Work request =>
Where does the string "mouth" occur in the entries below? Copy every line where it does.

Records =>
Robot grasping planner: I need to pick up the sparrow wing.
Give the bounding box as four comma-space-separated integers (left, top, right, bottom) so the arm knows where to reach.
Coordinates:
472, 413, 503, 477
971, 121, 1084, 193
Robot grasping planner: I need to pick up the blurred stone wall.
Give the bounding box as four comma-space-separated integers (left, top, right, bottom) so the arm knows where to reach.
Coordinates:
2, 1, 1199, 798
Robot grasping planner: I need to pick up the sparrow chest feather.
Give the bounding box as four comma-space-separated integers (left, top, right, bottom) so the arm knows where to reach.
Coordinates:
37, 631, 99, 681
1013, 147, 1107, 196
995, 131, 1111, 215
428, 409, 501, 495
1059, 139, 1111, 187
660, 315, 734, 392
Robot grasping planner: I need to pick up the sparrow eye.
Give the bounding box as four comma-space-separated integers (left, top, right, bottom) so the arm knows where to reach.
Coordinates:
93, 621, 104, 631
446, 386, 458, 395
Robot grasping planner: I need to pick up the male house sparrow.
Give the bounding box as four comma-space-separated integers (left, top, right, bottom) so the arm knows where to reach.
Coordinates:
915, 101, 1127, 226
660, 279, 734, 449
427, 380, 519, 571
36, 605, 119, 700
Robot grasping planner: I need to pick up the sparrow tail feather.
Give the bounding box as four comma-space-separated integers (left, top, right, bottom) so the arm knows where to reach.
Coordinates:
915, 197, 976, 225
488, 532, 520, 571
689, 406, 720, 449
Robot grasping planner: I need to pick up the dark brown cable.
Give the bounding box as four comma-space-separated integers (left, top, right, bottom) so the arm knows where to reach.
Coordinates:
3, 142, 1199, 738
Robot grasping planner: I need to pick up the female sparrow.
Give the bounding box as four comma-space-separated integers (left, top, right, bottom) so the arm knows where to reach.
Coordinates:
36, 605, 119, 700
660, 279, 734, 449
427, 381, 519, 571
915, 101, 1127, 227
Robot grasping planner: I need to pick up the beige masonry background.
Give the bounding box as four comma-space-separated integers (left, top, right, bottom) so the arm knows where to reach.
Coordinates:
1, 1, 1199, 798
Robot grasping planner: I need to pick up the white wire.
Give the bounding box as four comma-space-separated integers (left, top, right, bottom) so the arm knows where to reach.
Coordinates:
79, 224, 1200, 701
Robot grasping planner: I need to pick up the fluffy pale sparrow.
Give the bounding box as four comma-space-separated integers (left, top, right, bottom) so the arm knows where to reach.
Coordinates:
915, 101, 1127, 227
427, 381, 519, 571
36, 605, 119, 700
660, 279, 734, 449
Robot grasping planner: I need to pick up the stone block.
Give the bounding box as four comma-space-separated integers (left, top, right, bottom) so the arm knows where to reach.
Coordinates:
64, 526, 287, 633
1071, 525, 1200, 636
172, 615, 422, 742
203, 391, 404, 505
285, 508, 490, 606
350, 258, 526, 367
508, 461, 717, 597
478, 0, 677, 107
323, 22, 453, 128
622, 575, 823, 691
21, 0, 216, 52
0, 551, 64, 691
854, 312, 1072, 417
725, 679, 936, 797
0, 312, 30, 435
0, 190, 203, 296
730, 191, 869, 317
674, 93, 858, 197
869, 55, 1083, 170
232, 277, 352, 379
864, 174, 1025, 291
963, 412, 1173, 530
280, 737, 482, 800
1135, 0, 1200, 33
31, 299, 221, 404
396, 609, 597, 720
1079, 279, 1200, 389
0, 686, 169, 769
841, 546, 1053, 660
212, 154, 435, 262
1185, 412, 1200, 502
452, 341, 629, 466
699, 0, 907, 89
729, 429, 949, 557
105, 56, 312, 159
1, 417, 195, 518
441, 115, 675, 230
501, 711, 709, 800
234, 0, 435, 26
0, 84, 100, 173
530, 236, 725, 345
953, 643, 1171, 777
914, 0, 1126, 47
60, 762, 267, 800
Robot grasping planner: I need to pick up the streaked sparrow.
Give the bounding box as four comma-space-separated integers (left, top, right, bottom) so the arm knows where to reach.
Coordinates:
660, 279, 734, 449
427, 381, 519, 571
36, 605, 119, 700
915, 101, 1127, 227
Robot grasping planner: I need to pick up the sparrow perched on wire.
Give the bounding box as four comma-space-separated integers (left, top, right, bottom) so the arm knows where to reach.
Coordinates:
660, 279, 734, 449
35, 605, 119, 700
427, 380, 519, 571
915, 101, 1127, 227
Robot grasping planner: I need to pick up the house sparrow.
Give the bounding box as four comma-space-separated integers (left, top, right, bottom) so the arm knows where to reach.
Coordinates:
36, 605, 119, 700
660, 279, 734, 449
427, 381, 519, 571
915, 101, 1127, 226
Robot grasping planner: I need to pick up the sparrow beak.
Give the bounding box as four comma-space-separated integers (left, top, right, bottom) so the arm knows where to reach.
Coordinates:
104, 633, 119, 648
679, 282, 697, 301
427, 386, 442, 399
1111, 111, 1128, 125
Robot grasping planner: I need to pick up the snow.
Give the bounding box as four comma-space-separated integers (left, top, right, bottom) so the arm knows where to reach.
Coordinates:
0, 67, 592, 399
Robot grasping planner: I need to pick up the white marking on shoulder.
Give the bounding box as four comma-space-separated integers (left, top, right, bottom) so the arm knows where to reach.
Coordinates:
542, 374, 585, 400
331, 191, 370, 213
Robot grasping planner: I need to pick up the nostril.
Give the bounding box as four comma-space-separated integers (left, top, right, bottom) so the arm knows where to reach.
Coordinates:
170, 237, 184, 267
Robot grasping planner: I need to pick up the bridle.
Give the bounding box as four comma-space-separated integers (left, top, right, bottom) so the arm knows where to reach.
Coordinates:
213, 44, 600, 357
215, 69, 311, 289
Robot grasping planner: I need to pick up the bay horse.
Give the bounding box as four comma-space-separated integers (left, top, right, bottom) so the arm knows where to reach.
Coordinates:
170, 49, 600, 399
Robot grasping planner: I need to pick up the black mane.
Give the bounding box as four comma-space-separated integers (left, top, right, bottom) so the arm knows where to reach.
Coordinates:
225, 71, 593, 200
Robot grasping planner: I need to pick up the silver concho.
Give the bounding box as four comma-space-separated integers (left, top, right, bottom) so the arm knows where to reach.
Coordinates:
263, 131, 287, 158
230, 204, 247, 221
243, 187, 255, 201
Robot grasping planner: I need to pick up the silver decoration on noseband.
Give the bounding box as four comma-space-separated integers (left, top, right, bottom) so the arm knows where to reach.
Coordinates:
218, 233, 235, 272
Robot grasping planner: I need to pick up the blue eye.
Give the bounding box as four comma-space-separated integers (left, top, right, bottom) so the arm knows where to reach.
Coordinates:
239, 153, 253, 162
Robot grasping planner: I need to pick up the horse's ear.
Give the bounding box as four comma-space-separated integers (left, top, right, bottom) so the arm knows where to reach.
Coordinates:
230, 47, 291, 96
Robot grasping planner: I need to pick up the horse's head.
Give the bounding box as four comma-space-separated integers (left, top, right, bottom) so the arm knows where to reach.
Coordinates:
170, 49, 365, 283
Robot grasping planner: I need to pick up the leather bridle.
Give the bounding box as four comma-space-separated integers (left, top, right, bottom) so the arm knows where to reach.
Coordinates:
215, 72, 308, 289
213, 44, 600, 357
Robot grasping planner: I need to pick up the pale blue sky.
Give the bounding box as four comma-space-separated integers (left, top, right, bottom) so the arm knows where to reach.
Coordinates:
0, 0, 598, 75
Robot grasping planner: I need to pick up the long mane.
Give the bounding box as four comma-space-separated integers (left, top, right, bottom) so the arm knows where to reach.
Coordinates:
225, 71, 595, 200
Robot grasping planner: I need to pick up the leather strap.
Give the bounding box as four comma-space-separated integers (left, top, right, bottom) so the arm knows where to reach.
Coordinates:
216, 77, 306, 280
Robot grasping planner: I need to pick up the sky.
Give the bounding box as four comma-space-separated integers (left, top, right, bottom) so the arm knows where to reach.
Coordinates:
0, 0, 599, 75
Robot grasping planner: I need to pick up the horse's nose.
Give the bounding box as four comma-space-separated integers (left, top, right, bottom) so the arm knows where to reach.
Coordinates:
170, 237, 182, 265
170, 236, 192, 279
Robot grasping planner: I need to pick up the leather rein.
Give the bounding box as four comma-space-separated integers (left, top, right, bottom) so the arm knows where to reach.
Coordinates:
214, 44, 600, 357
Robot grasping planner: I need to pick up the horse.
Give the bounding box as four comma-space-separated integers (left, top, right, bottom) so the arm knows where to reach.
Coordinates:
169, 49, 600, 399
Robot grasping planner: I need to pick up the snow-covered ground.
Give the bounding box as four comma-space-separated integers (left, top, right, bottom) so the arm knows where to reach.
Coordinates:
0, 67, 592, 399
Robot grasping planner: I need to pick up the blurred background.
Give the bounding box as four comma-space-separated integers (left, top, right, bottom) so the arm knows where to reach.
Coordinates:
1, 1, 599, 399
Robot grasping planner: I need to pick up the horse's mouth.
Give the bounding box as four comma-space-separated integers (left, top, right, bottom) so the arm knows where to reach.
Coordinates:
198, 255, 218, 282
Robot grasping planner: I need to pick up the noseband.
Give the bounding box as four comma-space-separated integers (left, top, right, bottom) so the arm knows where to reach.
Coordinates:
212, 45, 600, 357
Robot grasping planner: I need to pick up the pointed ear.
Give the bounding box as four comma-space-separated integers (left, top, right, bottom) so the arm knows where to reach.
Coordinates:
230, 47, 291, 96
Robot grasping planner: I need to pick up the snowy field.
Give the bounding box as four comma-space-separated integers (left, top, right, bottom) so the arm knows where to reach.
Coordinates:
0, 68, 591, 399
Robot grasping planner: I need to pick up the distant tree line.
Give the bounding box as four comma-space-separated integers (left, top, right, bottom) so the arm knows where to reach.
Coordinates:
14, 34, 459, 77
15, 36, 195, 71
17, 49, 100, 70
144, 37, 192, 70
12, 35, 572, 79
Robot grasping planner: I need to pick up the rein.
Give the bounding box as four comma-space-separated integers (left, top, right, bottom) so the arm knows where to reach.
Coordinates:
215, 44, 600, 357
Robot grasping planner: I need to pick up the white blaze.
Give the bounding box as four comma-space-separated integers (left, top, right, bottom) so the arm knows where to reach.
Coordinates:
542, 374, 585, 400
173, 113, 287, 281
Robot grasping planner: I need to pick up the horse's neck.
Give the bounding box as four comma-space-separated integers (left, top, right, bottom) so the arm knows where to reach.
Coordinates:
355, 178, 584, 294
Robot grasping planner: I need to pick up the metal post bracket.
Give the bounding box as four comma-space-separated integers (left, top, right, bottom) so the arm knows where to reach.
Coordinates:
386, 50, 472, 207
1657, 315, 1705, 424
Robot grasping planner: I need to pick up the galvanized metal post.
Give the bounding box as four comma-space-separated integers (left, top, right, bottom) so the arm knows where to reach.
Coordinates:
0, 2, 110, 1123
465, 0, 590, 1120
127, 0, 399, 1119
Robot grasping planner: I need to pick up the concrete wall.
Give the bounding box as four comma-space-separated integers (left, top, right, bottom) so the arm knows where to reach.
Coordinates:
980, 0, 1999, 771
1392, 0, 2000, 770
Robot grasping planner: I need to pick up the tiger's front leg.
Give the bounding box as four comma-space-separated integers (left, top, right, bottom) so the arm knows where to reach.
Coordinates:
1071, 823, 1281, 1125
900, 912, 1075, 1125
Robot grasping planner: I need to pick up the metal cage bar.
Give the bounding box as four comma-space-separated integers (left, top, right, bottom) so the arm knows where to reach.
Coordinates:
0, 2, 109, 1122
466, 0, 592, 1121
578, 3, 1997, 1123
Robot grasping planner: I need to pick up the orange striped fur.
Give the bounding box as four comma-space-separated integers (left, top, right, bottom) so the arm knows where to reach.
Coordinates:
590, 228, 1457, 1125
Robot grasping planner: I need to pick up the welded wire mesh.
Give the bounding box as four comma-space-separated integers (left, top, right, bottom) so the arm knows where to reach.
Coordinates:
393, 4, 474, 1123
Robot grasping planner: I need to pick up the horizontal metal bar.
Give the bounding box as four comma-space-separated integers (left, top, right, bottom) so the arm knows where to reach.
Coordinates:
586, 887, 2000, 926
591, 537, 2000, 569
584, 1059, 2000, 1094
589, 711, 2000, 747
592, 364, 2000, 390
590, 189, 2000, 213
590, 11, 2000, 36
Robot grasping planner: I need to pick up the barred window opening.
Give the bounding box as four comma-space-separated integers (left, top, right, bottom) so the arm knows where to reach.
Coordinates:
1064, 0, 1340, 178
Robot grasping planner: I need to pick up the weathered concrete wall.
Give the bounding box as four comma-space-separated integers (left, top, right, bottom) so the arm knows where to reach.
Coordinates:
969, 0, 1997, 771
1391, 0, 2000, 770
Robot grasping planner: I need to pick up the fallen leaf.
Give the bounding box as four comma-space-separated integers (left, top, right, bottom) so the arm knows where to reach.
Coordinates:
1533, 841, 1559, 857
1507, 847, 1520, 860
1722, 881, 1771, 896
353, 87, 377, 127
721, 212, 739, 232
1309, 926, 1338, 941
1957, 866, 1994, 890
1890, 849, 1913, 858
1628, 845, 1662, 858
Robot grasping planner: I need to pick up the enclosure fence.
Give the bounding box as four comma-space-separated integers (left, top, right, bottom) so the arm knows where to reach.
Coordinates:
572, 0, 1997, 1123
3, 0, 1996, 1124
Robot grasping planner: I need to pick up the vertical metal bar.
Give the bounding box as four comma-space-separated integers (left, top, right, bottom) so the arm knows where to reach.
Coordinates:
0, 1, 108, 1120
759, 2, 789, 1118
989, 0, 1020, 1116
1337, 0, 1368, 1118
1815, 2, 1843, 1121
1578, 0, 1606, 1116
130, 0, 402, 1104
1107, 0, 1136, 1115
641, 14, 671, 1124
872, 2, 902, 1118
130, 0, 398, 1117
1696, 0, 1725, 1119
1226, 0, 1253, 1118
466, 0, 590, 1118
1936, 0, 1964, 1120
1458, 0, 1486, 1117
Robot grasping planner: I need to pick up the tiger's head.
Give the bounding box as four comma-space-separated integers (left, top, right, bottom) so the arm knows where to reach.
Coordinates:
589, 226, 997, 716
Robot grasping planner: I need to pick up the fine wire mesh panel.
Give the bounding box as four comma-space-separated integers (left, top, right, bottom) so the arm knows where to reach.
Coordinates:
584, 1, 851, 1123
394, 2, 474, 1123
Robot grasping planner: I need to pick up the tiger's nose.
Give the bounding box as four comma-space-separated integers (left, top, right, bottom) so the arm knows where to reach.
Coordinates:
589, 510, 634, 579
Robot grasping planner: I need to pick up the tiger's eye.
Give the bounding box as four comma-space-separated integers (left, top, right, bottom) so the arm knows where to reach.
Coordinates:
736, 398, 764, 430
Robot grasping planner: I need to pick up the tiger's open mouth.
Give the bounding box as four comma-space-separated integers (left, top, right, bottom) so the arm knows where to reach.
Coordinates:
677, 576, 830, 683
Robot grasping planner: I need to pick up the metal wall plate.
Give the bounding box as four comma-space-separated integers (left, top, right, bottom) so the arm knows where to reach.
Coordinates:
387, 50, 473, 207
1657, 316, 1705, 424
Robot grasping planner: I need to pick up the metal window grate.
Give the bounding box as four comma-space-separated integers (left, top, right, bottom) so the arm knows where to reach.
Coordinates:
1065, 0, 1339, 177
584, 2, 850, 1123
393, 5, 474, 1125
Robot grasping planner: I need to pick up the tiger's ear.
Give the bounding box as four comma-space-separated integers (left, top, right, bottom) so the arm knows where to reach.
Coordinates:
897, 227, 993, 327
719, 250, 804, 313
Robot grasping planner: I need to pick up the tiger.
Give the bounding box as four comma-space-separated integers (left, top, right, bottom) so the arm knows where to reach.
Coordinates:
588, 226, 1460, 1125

Problem solution =>
Robot grasping planner: I need to pick up the horse's mouth.
Robot grasping planner: I need to pick up the tiger's open mouth.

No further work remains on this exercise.